··· Document section
Investigation on the optical scan condition for imaging of multi-slice spiral CT liver perfusion in rats.

Background: Multi-slice CT liver perfusion has been widely used in experimental studies of hemodynamic changes in liver lesions, and is usually performed as an adjunct to a conventional CT examination because of its high temporal and spatial resolution, simple protocol, good reproducibility, and ability to measure hemodynamic changes of liver tissues at the capillary level. Experimental rat models, especially those of induced liver cancer, are often used in studies of hemodynamic changes in liver cancer. Carcinogenesis in rats has a similar pathological progression and characteristics resembling those in human liver cancer; as a result, rat models are often used as ideal animal models in the study of human liver cancer. However, liver perfusion imaging in rats is difficult to perform, because rats' livers are so small that different concentrations, flow rates, and dose of contrast agents during the CT perfusion scanning can influence the quality of liver perfusion images in rats. The purpose of this study, therefore, was to investigate the optimal scan protocol for the imaging of hepatic perfusion using a deconvolution mathematical method in rats by comparing the results of rats in different injection conditions of the contrast agent, including concentration, rate and time.

Methods: Plain CT scan conditions in eighty 2-month-old male Wistar rats were 5.0 mm slice thickness, 5.0 mm interval, 1.0 pitch, 120 kV tube voltage, 60 mA tube current, 512 × 512 matrix, and FOV 9.6 cm. Perfusion scanning was carried out with different concentrations of diatrizoate (19%, 38%, 57%, and 76%), different injection rates (0.3 and 0.5 ml/s), and different injection times (1, 2-3, 4-5, and 6 seconds). The above conditions were randomly matched and adjusted to determine the best perfusion scan protocol. Three-phase contrast-enhanced scanning was performed after CT perfusion. Histological examination of the liver tissues with hematoxylin and eosin stains was done after CT scanning.
······
Tasks for this exercise →
1/ Translate this sentence from the liver perfusion abstract into Spanish: "Three-phase contrast-enhanced scanning was performed after CT perfusion."
2/ Reproduce the liver perfusion abstract word for word from "Methods: Plain CT" to "after CT scanning.".
··· Listed records
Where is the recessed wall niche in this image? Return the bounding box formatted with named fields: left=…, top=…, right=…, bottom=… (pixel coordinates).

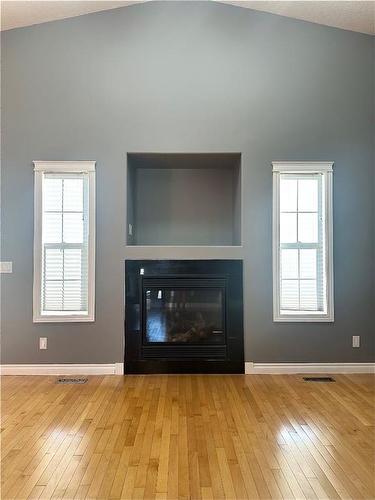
left=127, top=153, right=241, bottom=246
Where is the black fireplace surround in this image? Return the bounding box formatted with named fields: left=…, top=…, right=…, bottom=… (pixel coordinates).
left=125, top=260, right=244, bottom=373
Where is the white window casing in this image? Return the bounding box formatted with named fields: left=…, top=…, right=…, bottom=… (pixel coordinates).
left=33, top=161, right=95, bottom=323
left=272, top=162, right=334, bottom=322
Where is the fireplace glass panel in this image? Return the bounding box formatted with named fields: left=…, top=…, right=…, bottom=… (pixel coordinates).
left=144, top=287, right=225, bottom=344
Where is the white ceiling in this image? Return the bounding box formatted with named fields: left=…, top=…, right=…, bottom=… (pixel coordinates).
left=1, top=0, right=375, bottom=34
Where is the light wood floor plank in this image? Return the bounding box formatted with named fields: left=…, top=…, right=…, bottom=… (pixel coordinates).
left=1, top=374, right=375, bottom=500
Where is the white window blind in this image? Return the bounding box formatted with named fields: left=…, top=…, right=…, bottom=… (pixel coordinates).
left=34, top=162, right=95, bottom=321
left=273, top=163, right=333, bottom=321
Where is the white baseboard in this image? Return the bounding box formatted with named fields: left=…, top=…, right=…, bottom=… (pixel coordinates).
left=245, top=362, right=375, bottom=375
left=0, top=362, right=375, bottom=375
left=0, top=363, right=124, bottom=375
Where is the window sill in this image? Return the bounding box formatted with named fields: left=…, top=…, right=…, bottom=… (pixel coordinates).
left=273, top=314, right=335, bottom=323
left=33, top=314, right=95, bottom=323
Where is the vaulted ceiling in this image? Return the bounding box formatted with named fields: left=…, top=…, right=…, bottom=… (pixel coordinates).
left=1, top=0, right=375, bottom=34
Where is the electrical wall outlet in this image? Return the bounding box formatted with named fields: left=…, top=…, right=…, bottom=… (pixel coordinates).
left=39, top=337, right=47, bottom=350
left=352, top=335, right=361, bottom=347
left=0, top=261, right=13, bottom=274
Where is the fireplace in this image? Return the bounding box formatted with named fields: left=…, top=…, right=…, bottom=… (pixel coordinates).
left=125, top=260, right=244, bottom=373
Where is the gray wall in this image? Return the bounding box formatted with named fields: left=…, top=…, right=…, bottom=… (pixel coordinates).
left=2, top=2, right=374, bottom=363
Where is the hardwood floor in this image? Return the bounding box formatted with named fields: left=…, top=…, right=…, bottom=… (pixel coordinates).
left=1, top=375, right=375, bottom=499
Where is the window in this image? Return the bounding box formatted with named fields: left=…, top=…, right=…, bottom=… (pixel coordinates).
left=273, top=162, right=333, bottom=321
left=34, top=161, right=95, bottom=322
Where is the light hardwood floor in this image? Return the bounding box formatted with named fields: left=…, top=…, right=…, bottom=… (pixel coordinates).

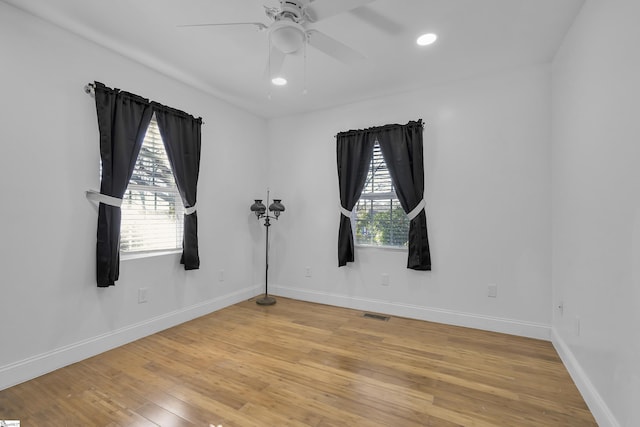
······
Answer list →
1/ Se realizó una exploración con contraste en tres fases después de la perfusión por TC.

2/
Methods: Plain CT scan conditions in eighty 2-month-old male Wistar rats were 5.0 mm slice thickness, 5.0 mm interval, 1.0 pitch, 120 kV tube voltage, 60 mA tube current, 512 × 512 matrix, and FOV 9.6 cm. Perfusion scanning was carried out with different concentrations of diatrizoate (19%, 38%, 57%, and 76%), different injection rates (0.3 and 0.5 ml/s), and different injection times (1, 2-3, 4-5, and 6 seconds). The above conditions were randomly matched and adjusted to determine the best perfusion scan protocol. Three-phase contrast-enhanced scanning was performed after CT perfusion. Histological examination of the liver tissues with hematoxylin and eosin stains was done after CT scanning.